— start MATERIAL FOR THE TASK —

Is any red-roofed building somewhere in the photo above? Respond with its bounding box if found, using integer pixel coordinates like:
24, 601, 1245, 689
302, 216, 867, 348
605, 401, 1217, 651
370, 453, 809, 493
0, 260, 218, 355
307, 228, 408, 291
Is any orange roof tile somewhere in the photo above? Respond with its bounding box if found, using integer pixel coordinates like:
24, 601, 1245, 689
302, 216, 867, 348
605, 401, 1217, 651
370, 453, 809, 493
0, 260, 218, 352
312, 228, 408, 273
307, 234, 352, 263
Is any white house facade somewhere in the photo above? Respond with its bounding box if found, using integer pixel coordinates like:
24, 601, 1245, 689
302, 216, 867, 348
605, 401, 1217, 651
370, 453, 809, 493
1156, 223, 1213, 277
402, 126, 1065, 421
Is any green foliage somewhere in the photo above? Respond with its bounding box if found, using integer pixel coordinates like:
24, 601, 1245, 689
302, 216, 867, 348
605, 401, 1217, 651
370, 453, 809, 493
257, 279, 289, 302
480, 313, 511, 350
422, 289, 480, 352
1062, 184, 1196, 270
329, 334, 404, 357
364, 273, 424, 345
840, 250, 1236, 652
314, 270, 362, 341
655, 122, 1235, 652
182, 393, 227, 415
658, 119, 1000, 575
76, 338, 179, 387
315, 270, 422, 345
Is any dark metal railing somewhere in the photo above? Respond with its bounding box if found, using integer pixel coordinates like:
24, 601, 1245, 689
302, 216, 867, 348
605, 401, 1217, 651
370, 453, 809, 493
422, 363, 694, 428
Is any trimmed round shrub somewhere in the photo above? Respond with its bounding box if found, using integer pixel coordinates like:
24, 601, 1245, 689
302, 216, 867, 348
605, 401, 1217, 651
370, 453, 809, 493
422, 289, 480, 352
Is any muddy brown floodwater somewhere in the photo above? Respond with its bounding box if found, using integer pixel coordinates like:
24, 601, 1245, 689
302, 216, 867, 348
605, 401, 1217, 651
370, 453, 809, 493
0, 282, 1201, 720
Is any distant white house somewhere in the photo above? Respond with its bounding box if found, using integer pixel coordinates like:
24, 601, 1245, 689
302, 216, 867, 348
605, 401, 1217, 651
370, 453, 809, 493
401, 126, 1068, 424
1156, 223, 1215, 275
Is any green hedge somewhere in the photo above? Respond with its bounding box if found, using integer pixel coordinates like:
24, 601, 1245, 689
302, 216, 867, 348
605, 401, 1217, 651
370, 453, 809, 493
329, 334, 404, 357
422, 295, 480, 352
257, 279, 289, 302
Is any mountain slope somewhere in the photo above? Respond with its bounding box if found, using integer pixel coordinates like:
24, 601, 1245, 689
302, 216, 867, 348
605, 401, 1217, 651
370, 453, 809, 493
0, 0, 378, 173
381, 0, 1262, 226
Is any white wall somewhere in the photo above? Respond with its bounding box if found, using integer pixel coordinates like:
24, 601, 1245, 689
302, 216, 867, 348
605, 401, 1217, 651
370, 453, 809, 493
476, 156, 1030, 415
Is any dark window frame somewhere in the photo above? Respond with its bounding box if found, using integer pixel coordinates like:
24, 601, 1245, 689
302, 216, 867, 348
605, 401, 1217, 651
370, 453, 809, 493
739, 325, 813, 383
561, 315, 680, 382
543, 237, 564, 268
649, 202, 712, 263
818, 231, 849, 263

— end MATERIAL FOR THE TASK —

* _WHAT IS ASKED_:
Please pull out every line of the records above that contains the word "dark", and copy each one in full.

* _PROBLEM SOLUTION_:
Is any dark metal railing somewhere in the photo above? Respond with its bounding box if found, using integer pixel coordinates like:
Is any dark window frame somewhere in the photo above? Respond with its bounding box if found, using integer pixel coordinates like:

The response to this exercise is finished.